## REQUIRED ACTION
When you reproduce the listing, keep every word as it is and drop the pictures.

┏━━

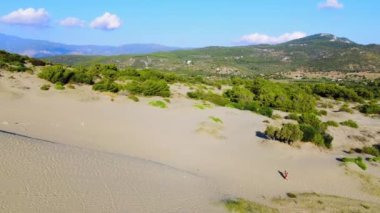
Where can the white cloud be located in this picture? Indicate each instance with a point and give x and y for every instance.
(72, 22)
(107, 21)
(333, 4)
(29, 16)
(257, 38)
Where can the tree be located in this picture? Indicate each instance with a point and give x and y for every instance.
(289, 133)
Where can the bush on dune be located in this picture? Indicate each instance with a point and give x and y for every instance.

┗━━

## ANSWER AREA
Where can the white cloud be located in this picture? Indicate each instance with a point and give x and y for every instance.
(72, 22)
(107, 21)
(333, 4)
(29, 16)
(257, 38)
Where can the tree be located in this picture? Indicate each instance with a point and give x and y for every instance.
(289, 133)
Where can the bush on dune be located in this picture? Indicate each instance with a point and give x and y for every instance.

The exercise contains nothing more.